• [Directions]: Taking the line that contains "positive clicks: (292, 667)" as the first and the final line of the records as the last, write out every line between them exactly, ends included, and nothing else.

Provided records below:

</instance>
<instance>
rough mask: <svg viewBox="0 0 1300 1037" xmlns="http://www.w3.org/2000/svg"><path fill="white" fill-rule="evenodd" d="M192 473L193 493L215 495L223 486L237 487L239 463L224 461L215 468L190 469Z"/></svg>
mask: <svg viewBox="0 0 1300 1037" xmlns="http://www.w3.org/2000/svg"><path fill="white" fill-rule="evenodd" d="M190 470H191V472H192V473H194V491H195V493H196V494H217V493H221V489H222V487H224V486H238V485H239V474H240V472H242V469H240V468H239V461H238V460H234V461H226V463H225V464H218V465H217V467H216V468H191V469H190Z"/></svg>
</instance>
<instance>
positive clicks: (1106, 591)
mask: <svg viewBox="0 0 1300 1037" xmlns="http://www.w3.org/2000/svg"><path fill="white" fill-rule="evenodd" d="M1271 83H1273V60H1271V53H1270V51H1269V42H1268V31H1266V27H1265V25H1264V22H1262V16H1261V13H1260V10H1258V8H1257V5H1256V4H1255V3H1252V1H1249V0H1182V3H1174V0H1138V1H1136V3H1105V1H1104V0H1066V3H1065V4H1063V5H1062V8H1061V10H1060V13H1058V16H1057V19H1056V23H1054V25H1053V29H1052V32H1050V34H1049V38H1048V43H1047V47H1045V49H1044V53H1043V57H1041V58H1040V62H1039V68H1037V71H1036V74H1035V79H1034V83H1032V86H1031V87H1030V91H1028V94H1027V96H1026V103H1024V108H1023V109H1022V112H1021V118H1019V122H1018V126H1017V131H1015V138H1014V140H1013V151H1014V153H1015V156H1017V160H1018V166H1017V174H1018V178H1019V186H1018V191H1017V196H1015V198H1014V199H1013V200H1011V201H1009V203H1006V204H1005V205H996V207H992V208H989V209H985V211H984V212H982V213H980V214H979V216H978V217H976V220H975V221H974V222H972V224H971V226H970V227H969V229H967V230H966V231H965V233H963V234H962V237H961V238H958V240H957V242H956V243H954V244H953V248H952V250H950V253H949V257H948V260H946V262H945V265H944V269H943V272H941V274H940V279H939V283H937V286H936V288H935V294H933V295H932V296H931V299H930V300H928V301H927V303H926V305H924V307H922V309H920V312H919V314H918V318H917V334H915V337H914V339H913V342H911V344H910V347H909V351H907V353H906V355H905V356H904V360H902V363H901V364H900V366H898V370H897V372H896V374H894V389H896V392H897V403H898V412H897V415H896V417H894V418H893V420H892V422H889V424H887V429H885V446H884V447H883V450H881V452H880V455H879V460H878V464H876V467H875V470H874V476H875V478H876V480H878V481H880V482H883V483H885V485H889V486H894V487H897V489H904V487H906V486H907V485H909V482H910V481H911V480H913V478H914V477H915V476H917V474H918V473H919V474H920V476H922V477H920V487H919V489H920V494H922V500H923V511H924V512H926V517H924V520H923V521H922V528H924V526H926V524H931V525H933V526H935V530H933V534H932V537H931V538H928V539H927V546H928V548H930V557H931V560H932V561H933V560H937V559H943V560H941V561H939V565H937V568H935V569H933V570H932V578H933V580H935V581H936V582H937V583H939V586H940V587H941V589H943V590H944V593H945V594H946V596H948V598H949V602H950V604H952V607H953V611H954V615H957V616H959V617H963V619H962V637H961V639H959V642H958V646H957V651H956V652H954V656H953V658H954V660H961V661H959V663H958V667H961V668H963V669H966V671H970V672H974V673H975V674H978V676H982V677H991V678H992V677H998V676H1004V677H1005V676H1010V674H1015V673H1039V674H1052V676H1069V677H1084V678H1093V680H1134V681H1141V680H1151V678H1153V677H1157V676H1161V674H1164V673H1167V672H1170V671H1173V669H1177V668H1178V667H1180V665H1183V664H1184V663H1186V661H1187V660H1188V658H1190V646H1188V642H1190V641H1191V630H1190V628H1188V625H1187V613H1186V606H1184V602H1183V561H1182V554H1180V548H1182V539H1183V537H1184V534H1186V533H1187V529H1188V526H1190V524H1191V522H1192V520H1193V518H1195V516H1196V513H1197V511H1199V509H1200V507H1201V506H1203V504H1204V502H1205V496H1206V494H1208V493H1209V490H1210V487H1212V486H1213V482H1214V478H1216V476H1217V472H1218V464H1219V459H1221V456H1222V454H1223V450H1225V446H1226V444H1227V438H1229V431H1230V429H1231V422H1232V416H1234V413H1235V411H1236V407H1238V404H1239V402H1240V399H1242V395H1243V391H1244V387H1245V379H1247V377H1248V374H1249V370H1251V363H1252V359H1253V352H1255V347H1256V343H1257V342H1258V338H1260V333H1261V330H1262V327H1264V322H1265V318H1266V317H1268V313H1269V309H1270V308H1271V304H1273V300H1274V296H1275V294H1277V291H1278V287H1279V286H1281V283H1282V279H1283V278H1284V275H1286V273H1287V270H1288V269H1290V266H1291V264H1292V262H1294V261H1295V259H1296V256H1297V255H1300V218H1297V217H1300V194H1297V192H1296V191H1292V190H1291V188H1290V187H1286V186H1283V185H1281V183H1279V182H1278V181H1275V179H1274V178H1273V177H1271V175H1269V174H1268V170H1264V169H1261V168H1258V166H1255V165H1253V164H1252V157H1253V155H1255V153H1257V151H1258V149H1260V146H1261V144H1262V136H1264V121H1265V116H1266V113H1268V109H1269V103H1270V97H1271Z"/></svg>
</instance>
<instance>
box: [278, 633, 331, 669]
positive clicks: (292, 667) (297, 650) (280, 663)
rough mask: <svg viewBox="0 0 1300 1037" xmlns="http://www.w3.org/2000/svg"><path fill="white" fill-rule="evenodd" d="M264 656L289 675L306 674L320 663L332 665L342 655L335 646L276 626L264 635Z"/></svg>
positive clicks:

End of Provided records.

• [Output of the task]:
positive clicks: (292, 667) (297, 650) (280, 663)
rough mask: <svg viewBox="0 0 1300 1037" xmlns="http://www.w3.org/2000/svg"><path fill="white" fill-rule="evenodd" d="M264 656L289 675L306 674L320 663L332 665L342 655L335 646L276 626L264 635Z"/></svg>
positive clicks:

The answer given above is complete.